◆ **Dataset entries**
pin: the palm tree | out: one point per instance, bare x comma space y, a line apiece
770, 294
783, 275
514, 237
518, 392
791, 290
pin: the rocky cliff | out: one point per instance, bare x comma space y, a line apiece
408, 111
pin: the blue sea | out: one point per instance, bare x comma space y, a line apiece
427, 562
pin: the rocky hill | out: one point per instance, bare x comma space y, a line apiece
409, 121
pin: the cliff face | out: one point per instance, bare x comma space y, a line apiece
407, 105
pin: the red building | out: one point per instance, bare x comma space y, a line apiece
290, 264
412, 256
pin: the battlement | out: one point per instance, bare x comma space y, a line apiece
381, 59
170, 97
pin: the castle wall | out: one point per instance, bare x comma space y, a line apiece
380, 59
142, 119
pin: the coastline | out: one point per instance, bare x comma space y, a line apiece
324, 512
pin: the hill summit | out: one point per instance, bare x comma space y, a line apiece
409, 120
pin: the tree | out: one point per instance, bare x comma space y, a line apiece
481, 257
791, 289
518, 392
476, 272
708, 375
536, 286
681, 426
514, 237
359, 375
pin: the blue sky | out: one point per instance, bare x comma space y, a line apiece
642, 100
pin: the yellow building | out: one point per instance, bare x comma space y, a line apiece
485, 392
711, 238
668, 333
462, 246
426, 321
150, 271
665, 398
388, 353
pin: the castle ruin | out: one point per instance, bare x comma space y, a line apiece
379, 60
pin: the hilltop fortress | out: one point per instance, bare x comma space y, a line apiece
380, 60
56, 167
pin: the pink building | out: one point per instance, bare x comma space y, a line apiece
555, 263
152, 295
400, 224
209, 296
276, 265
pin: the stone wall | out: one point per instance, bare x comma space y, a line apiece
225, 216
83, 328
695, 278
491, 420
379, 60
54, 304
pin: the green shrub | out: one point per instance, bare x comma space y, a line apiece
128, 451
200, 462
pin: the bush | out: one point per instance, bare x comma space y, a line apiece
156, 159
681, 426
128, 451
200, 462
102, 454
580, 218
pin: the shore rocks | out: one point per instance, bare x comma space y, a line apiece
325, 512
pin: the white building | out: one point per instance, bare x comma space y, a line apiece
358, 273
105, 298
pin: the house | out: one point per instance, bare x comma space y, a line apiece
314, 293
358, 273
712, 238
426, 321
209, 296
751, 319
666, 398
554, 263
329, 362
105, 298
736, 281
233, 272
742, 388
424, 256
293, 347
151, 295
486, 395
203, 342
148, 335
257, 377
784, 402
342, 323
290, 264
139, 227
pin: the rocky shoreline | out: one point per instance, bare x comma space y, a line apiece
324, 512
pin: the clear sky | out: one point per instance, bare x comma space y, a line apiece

◆ **EXERCISE BRIEF**
Reproduce all of the entries above word for word, keeping each line unchanged and in its original order.

◆ **EXERCISE OUTPUT**
pin: the palm tree | out: one point per instance, bare x comma space y, a line apiece
770, 294
783, 275
514, 237
518, 392
791, 290
pin: the rocky cliff | out: one point per instance, bare x comma space y, a line apiece
408, 111
pin: the blue sea | out: one point per instance, bare x comma space y, a line apiece
427, 562
pin: the rocky hill | out: one point per instance, bare x comma space y, a line apiece
409, 121
pin: the cliff face | out: one point per instance, bare x comma space y, a line apiece
407, 105
pin: the red building | out: one point per instance, bare x comma space y, a line apiece
290, 264
412, 256
pin: the battlement | out: one point per instance, bare x comma space y, a line apiece
381, 59
170, 97
pin: the castle wall | out: one point per instance, bare x comma space y, a line apiece
380, 59
142, 119
pin: the coastline | out: one point per instance, bare x comma space y, a line apiece
324, 512
pin: the hill summit | out: one point per instance, bare x comma space y, a line apiece
409, 120
pin: the tree | out: one point per instance, bare x comma space y, a line apiece
481, 257
791, 289
518, 392
476, 272
708, 375
536, 286
681, 426
514, 237
359, 375
pin: the blue sky | out: one point per instance, bare x comma space y, a line apiece
642, 100
pin: the yellow building | out: one point per instance, bare x comma space y, a line apiece
485, 392
711, 238
668, 333
462, 246
426, 321
150, 271
665, 398
388, 353
pin: the castle ruin | out: one point per instance, bare x comma space y, a line apiece
379, 60
pin: the hilltop fortress | out: one point per instance, bare x comma space y, a line apiece
380, 60
56, 167
pin: the pink building | out: one point per instance, bare x comma space y, a line apiece
555, 263
152, 295
400, 224
209, 296
276, 265
pin: the stone wall | out: one point per instance, bare x comma space y, a line apiece
225, 216
83, 328
695, 278
491, 420
379, 60
54, 304
pin: the green shrub | out: one point per instance, bare x comma space y, a line apiece
128, 451
200, 462
pin: the bush | out: one point per instance, bare x comma space y, a line apiece
156, 159
681, 426
128, 451
200, 462
102, 454
580, 218
pin: the shore rocks | out: one point per instance, bare x comma space y, a line apiece
325, 512
pin: the white building | out: one point per instance, bare x comma space y, a line apiece
358, 273
105, 298
pin: the house | out: one point per instance, bare x comma space y, a line apiece
314, 293
358, 273
712, 238
426, 321
209, 296
751, 319
666, 398
554, 263
329, 362
105, 298
736, 281
233, 272
742, 388
424, 256
293, 347
151, 295
486, 395
203, 342
148, 335
257, 377
784, 402
342, 323
290, 264
139, 227
pin: the rocky shoreline | out: one point per instance, bare x comma space y, a line apiece
324, 512
pin: the clear sky | out: one point per instance, bare x comma space y, a line apiece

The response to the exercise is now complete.